→ **Your goal**
Please tally the lines in the data file below that contain the word "woman", and give only the number.

[Part of a data file]
::::

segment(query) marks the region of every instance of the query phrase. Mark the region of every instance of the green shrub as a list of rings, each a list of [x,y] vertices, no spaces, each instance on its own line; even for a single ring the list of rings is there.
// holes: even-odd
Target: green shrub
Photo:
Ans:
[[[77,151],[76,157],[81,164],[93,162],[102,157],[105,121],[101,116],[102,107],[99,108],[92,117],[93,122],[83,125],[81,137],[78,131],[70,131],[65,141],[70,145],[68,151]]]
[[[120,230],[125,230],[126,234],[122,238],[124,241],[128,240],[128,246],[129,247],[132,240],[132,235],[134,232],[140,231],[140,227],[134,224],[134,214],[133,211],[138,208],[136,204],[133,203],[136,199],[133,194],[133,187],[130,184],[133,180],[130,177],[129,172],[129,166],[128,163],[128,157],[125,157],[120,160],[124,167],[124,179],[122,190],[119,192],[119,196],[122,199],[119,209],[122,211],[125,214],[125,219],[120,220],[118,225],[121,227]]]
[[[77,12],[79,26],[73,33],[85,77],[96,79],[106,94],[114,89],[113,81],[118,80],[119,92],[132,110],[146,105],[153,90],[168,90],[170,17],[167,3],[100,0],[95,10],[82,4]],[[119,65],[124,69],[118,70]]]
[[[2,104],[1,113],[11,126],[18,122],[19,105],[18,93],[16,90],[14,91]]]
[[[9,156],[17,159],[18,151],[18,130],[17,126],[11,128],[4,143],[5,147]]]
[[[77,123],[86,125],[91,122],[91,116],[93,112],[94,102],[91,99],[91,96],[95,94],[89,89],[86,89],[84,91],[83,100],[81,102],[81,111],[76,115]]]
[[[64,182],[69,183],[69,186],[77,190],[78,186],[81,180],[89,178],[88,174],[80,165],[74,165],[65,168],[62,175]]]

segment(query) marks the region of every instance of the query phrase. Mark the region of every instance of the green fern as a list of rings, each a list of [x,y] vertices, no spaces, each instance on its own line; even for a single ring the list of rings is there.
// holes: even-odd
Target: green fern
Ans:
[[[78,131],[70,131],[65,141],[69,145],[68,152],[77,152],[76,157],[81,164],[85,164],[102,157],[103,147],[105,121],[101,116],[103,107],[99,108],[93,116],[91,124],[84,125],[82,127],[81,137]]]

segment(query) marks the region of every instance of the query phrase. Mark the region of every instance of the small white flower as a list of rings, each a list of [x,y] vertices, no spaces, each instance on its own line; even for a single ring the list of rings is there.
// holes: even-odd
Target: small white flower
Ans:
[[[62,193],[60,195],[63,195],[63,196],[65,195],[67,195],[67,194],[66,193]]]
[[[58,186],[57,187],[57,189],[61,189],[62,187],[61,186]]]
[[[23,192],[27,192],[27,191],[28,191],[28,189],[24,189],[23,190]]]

::::

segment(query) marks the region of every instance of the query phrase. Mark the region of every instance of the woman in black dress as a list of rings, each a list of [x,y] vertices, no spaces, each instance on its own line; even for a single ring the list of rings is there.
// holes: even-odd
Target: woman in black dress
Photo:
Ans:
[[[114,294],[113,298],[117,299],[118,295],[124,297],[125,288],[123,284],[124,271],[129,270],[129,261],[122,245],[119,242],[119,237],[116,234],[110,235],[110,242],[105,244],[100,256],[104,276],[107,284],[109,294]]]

::::

→ **Exercise output**
2